▶ _Text passage_
----

1. Make the scallion brushes. Cut off and discard the roots and all but 3 inches of the green part of the scallions. Using a scissor or a small paring knife, cut slits about 1/2-inch deep into both sections of each scallion stalk, creating a fringe. Carefully fan out the fringed edges. Place the scallions in a bowl of ice water, and refrigerate for 2 hours or until the fringed edges curl up.
2. Prepare the dipping sauce. Stir together all ingredients and let the flavors meld for at least 30 minutes.
3. Start the latkes. In a large skillet, saute the scallions over moderately high heat in the oil until tender and just beginning to brown at the edges. Stir in the ginger, garlic and soy sauce, and cook, lifting and turning, for 2 -3 minutes. Remove with a slotted spoon and set aside to cool briefly.
4. Coarsely shred the potatoes, using the grating disk in a food processor. Transfer the potatoes to a colander or strainer and use your hands or a wooden spoon to press out as much moisture as possible. (Don't bother washing out food processor--you'll be using it again here.)
5. Remove the grating disk from the processor and replace with the steel blade. Return about 1/3 of the shredded potatoes to the work bowl of food processor and roughly puree, using pulse motion. Transfer the mixture to a large bowl, add the remaining coarsely shredded potatoes from the colander, and the egg, salt, pepper, baking powder, and matzah meal or flour. (You will need salt here--the soy sauce merely flavors the scallions. Putting in enough soy sauce would make the latkes too wet. Figure about 1 teaspoon of salt.) Stir in the sautéed scallions. Mix until thoroughly combined.

----

▶ _Data block_
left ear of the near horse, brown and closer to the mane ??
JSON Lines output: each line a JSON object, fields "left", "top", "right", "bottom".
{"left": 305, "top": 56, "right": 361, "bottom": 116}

----

▶ _Activity list_
1. According to the latke recipe, how long should the dipping sauce sit so its flavors can meld?
2. Can you write out the latke recipe again from "1. Make the" down to "edges curl up.", switching "ice water" to "cold water"?

▶ _Results in order_
1. At least 30 minutes.

2.
1. Make the scallion brushes. Cut off and discard the roots and all but 3 inches of the green part of the scallions. Using a scissor or a small paring knife, cut slits about 1/2-inch deep into both sections of each scallion stalk, creating a fringe. Carefully fan out the fringed edges. Place the scallions in a bowl of cold water, and refrigerate for 2 hours or until the fringed edges curl up.